## [GOAL 1]
List every R package named in the passage on benchmarking ADBC against ODBC.
--*--
What would you like help with?

After connecting to Snowflake with R's v0.16.0 adbcsnowflake and adbcdrivermanager, I benchmarked query + download times using ADBC vs ODBC.

This could be a case of user error or bad setup. My benchmarking (see screenshot below) tested ADBC vs ODBC on the same observations and columns, iterating over different combinations of row counts and columns.

Image

For the ODBC method, I established a connection to Snowflake with DBI and then used dplyr + dbplyr to interact with Snowflake, finally collecting the results as a tibble via dplyr::collect(). For the ADBC method, I used the connection string below and collected my results to a tibble using tibble::as_tibble() as shown on the adbcsnowflake website.

# Not shown here is the ODBC connection string using {DBI} but
# it relies on the same inputs as the ADBC inputs, below, and the
# ODBC connection was assigned to the object "conn_odbc"

library(adbcdrivermanager)
--*--
## [GOAL 2]
State how many lines of the listing below contain the word "stainless". Give only the number.

Saved data entries:
--*--
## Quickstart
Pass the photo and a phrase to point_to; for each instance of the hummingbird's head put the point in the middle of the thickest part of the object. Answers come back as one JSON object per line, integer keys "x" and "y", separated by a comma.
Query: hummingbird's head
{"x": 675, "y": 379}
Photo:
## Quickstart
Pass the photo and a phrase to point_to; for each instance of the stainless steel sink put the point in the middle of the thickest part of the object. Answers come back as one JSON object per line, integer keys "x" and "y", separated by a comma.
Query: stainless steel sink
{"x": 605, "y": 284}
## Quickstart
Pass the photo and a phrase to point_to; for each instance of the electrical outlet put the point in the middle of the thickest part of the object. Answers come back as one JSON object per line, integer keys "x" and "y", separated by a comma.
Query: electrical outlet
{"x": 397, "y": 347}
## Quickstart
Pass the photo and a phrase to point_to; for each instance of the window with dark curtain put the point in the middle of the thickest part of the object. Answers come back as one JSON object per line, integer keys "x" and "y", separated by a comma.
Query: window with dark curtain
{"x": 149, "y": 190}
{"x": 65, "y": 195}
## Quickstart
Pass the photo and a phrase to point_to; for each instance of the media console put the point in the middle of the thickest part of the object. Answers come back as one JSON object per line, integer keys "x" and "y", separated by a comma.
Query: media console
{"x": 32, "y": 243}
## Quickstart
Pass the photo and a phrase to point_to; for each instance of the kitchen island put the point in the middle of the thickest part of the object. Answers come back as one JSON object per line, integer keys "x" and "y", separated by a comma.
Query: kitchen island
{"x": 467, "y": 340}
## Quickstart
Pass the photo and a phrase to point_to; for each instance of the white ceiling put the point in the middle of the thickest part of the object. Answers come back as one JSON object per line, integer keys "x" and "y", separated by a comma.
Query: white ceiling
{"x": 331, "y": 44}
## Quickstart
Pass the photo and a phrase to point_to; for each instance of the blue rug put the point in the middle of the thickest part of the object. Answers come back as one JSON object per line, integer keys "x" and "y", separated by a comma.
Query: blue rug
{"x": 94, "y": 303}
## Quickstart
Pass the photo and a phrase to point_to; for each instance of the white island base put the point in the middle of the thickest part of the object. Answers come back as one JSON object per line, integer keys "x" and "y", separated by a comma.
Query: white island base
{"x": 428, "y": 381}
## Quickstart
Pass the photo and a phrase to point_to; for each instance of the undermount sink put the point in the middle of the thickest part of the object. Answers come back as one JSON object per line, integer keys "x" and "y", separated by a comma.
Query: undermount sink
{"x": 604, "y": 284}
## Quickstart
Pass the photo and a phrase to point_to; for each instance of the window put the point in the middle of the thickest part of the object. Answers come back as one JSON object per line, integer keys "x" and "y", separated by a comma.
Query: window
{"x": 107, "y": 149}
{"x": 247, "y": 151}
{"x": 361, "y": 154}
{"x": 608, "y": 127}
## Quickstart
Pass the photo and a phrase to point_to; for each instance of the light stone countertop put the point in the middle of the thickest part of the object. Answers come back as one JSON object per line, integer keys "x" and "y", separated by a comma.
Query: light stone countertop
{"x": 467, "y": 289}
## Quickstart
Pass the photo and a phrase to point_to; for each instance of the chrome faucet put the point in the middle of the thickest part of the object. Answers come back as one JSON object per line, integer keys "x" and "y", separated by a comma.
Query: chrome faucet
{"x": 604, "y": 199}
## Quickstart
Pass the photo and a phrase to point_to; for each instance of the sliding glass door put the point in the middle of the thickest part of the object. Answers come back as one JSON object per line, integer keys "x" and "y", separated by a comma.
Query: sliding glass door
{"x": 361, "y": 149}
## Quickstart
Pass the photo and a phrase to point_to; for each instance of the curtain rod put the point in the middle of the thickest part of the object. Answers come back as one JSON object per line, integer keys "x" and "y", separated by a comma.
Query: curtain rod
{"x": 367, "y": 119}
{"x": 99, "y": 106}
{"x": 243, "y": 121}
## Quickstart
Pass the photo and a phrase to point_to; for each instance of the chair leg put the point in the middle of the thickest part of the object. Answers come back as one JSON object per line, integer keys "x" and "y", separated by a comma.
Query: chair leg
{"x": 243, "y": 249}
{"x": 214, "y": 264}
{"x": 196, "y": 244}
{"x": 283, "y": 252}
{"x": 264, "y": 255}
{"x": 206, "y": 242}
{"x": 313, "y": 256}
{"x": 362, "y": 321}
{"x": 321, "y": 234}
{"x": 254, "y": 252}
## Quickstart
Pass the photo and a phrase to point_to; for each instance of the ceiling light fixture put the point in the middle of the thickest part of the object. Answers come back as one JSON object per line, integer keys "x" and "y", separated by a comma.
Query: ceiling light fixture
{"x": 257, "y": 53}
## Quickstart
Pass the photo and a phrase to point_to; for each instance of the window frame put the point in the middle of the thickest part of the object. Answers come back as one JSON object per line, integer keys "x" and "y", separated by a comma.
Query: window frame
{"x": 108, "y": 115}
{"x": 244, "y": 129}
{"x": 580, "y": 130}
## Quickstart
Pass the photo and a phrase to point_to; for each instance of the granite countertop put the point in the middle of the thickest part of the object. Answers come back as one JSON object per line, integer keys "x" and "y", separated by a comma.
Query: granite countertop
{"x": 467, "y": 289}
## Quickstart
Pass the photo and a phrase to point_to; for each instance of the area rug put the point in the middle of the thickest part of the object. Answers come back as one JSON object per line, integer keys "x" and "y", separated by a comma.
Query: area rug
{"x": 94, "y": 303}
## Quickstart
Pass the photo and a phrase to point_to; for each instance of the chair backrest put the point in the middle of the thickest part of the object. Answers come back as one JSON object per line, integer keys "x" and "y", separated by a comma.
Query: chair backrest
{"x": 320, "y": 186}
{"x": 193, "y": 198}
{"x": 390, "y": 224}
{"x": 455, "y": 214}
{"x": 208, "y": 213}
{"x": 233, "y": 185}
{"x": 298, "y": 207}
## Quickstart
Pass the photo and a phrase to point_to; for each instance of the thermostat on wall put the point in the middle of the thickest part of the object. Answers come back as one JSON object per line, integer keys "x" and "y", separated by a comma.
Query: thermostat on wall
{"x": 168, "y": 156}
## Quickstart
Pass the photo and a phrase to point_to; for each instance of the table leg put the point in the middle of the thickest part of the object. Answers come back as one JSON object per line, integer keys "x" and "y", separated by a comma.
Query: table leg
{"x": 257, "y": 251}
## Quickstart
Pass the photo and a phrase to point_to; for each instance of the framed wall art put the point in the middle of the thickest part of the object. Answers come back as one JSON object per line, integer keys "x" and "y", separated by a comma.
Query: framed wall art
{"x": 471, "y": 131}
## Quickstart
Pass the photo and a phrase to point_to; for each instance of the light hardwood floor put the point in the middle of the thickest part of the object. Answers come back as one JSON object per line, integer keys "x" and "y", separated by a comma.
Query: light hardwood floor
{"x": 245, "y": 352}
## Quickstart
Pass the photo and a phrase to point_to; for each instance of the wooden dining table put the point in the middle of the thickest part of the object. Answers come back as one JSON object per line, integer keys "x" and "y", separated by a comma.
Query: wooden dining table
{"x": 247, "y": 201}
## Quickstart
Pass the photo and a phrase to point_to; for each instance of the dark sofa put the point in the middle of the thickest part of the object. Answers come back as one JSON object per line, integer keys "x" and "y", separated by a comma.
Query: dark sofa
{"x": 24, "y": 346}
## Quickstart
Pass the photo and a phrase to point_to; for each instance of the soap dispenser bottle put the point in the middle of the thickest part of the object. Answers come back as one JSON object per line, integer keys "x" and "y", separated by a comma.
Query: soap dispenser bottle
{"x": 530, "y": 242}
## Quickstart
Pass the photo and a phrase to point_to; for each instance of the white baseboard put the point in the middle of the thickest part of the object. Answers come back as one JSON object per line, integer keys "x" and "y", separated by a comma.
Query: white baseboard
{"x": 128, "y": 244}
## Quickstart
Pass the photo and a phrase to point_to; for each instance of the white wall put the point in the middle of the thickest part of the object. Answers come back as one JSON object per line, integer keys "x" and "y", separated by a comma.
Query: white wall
--*--
## [TASK SOLUTION 1]
adbcsnowflake, adbcdrivermanager, DBI, dplyr, dbplyr, tibble

## [TASK SOLUTION 2]
2